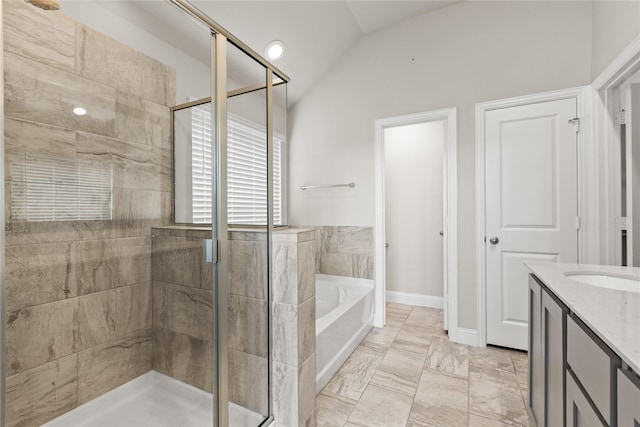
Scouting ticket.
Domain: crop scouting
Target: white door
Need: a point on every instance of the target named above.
(531, 206)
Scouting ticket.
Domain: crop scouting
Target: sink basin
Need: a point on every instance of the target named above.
(618, 282)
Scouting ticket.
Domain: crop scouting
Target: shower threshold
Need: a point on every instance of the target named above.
(153, 400)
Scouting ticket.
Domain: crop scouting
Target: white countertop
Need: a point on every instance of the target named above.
(613, 315)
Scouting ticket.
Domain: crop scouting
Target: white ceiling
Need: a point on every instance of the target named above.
(316, 33)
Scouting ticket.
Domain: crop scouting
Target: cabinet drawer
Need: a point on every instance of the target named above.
(628, 399)
(594, 365)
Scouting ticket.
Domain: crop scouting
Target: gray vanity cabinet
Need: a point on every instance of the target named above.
(580, 413)
(547, 320)
(628, 398)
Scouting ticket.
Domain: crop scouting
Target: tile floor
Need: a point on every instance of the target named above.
(409, 374)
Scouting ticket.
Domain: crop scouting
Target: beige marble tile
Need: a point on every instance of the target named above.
(142, 121)
(180, 261)
(306, 271)
(306, 329)
(355, 240)
(478, 421)
(22, 138)
(381, 407)
(39, 93)
(183, 309)
(38, 274)
(45, 36)
(399, 371)
(285, 394)
(354, 376)
(96, 319)
(136, 211)
(107, 366)
(133, 308)
(135, 166)
(285, 333)
(306, 389)
(183, 357)
(415, 339)
(40, 394)
(248, 325)
(494, 393)
(441, 399)
(111, 263)
(423, 316)
(332, 411)
(380, 339)
(448, 357)
(248, 268)
(129, 70)
(285, 272)
(495, 357)
(248, 381)
(40, 334)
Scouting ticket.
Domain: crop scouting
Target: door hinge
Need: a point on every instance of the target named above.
(576, 123)
(621, 223)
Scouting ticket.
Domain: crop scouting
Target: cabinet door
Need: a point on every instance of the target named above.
(553, 349)
(628, 399)
(536, 371)
(579, 411)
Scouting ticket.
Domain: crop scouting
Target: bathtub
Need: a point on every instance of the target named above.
(344, 316)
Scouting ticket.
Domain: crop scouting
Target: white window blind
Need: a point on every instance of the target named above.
(52, 189)
(247, 170)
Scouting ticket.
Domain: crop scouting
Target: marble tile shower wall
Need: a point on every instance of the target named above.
(183, 316)
(78, 293)
(344, 251)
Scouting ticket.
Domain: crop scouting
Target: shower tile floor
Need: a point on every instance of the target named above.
(153, 400)
(408, 374)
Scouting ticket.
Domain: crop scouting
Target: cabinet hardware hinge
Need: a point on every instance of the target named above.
(621, 223)
(576, 123)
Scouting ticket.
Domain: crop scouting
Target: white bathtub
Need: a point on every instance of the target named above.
(344, 316)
----
**Action item**
If a line of the data holds the string "tile", list it.

**Task output**
Target: tile floor
Target: beige marble tile
Target: marble tile shower wall
Target: shower tile floor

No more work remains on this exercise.